• _ARTICLE_
I’ve read one of these! (I think that’s four now.) I’ve been hearing about Days Of Future Past for years, and I finally read it last Spring, in an Essentials volume from the library. I was kind of disappointed, actually. It was a decent story, but it wasn’t the brilliant masterpiece I’d always heard about. I guess my expectations were probably too high. (And it would probably be better in colour, too.) It’s definitely an important story, considering all the later stories and characters that sprang out of it. (Mostly garbage, but you can’t blame the original story for that.)
I’ve been wondering about Wolverine’s visible age in this story. Obviously, his healing factor wasn’t so powerfull back then and they hadn’t established yet that he ages so slowly. Have they ever explained why he was so much visibly older in this future?
I thought X-Men was already monthly by this point, but I could very well be wrong. Maybe it became monthly shortly afterwards. I know it happened sometime around that time.

Whatever Happened to the Man of Tomorrow is a fine story, but I actually prefer “For the Man Who has Everything” in terms of Alan Moore Superman stories. And in terms of “The final Superman story”, it doesn’t have SHIT on All-Star Superman.

i thought moore`s was much better.

Mary is correct. X-Men went monthly with issue #113.

@ Chad:

I am not sure that “Days of Future Past” is the kind of story that can really be told anymore.

(Entries on locating named things)
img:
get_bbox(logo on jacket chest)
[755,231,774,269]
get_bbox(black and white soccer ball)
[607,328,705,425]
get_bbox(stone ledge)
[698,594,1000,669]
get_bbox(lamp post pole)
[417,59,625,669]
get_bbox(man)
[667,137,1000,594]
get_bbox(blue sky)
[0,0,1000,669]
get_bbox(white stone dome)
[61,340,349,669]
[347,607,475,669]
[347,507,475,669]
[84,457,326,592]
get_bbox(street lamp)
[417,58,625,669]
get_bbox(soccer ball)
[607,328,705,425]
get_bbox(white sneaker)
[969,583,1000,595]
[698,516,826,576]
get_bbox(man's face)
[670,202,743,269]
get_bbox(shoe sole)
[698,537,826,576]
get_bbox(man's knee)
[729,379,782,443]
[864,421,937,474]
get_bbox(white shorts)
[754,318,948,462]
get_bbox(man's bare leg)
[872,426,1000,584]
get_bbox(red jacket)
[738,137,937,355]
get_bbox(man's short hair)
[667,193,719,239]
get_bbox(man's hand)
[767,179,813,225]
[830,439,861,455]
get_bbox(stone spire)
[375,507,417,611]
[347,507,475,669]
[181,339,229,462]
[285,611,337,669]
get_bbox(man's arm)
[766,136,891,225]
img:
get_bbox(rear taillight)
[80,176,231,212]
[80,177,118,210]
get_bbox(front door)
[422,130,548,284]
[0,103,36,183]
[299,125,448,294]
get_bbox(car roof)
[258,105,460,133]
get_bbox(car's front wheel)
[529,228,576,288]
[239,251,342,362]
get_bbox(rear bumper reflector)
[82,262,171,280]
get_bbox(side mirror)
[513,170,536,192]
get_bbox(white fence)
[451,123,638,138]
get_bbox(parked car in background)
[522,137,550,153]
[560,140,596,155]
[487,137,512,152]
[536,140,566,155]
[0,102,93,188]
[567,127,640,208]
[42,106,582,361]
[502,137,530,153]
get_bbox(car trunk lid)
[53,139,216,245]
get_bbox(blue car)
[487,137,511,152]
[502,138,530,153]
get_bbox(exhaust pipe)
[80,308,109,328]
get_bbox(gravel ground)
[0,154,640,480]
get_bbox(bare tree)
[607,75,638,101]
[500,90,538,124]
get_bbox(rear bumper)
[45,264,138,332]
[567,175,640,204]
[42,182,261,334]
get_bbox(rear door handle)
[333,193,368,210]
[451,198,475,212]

• _INSTRUCTIONS_
a) Write out the comics discussion, starting at the words containing "Whatever Happened to" and ending after "was much better.".
b) Say whether each statement agrees with the comics discussion, giving yes or no and quoting the words that decide it: (i) the first commenter read Days Of Future Past in an Essentials volume from the library; (ii) X-Men went monthly with issue #131; (iii) Wolverine's healing factor is described as more powerful back then than it later became.

• _ANSWERS TO THE EXERCISES_
a)
Whatever Happened to the Man of Tomorrow is a fine story, but I actually prefer “For the Man Who has Everything” in terms of Alan Moore Superman stories. And in terms of “The final Superman story”, it doesn’t have SHIT on All-Star Superman.

i thought moore`s was much better.

b)
(i) Yes: "in an Essentials volume from the library."
(ii) No: "X-Men went monthly with issue #113."
(iii) No: "his healing factor wasn’t so powerfull back then"